[[ Given data open ]]

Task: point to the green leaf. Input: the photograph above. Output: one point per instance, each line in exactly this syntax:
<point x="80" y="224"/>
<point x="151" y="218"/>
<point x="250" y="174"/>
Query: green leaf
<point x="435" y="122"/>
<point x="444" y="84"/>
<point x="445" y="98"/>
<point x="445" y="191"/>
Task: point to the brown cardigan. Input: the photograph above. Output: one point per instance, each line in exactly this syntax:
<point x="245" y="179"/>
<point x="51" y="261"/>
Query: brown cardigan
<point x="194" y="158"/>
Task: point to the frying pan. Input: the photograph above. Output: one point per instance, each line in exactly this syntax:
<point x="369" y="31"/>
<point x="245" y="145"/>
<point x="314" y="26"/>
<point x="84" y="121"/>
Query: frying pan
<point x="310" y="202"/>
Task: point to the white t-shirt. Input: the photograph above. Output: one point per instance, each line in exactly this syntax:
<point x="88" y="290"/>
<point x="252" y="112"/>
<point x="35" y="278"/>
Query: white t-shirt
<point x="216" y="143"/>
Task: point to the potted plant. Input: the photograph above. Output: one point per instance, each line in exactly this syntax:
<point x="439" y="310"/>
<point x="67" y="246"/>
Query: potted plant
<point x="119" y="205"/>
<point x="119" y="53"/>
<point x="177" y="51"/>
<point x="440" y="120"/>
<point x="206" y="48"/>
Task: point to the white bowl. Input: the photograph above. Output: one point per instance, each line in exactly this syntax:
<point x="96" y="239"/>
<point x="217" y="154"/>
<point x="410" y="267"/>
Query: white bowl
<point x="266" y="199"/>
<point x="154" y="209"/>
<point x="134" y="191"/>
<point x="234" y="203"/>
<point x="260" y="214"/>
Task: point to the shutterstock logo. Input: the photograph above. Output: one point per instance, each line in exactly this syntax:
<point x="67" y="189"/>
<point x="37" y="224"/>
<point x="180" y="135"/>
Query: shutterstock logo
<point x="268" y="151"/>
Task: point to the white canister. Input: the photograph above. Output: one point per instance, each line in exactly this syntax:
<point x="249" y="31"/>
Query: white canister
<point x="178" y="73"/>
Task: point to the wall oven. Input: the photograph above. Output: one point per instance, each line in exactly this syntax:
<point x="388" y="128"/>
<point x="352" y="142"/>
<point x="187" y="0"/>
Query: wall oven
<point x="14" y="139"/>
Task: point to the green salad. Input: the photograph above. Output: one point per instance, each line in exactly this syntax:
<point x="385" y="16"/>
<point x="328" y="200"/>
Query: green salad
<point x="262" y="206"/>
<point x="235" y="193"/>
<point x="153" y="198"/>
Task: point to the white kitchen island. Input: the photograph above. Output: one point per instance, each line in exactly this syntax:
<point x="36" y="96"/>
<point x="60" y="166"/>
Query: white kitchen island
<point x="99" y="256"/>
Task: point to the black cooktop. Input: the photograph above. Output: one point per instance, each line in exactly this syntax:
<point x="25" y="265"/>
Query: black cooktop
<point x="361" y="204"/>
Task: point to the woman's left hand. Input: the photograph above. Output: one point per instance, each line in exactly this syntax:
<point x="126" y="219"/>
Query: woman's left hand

[[ Given data closed ]]

How many lines in the records above contain the word "hand"? Reply with the number alone.

2